▶ _AUFGABE_:
Wo sind die meisten Fische laut dem Quellenauszug eher anzutreffen?

Führerscheinfreie Boote sollte man eigentlich nur dort benutzen, wo es ein Belly - Boat auch tut, und das meist billiger.

Leider verleitet nämlich ein Motor auch dazu,  schnell mal in etwas weiter entfernte Regionen zu fahren (alldieweil der Fisch ja entweder am gegenüberliegenden Ufer beißt (im Fluß/See)) oder auf dem Meer eben auf der anderen Inselseite.
Braucht man nur Gas zu geben mit dem Motor ist schnell die nötige Vorsicht vergessen.

Wer aber mit Muskelkraft (Belly  - Boat, Seekajak, Ruderboot) in unmittelbarer Ufernähe angelt hat außer dem Preis noch andere Vorteile: Wenn wirklich mal nix beißt geht es recht schnell einfach einen anderen Platz aufzusuchen: Indem man ans Ufer padedelt und mit dem Auto die nächste Stelle bequem anfährt.

Außerdem sind nach meiner Erfahrung sowieso die meisten Fische eher im Flachen anzutreffen.


----------



## Laky (27. Mai 2002)

Hallo,
Aus gegebenen Anlass interessiert mich dieses Thema nun auch besonders!!!
Die Adressen/Tel.NR. von Gittis,Taro und Trollingcenter Großenbrode habe ich nun, doch wer hat von den anderen Bootsverleihern noch Tel.Nr.???
Wie ist die Auslastung bei den einzelnen Bootsverleihern?
Wie lange im vorraus muß man buchen?Oder kan man auch spontan  dort hinfahren?
Wie funktioniert das mit dem Sprit muß ich den selber mitbringen?
Wer hat noch Infos???

MFG
Laky


----------



## Reverend Mefo (27. September 2011)

*AW: Führerscheinfreie Angelboote*

Gibts denn solche Verleiher auch in der Kieler Förde oder nur in Ostholstein?

|wavey:


----------

▶ _GESPEICHERTE ZEILEN_:
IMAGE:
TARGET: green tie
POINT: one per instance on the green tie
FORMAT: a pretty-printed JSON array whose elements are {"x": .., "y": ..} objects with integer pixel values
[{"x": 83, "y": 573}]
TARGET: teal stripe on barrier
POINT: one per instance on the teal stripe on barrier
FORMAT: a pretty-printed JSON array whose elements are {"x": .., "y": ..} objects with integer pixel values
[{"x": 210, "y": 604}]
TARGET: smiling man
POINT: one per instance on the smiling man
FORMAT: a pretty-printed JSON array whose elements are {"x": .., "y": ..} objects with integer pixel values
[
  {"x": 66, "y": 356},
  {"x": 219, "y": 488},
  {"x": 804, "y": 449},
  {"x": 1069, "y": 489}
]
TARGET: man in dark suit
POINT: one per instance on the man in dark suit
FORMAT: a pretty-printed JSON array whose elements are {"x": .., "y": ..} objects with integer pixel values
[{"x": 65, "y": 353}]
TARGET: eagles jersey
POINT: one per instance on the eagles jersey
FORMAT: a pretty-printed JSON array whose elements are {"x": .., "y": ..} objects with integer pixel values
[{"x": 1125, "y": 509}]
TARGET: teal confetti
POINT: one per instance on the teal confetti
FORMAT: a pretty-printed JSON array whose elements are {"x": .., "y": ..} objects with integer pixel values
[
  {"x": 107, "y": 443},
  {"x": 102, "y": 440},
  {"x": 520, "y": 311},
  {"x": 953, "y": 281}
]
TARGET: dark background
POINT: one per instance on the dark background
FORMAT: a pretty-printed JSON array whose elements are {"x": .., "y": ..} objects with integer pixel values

▶ _ERGEBNIS_:
Im Flachen.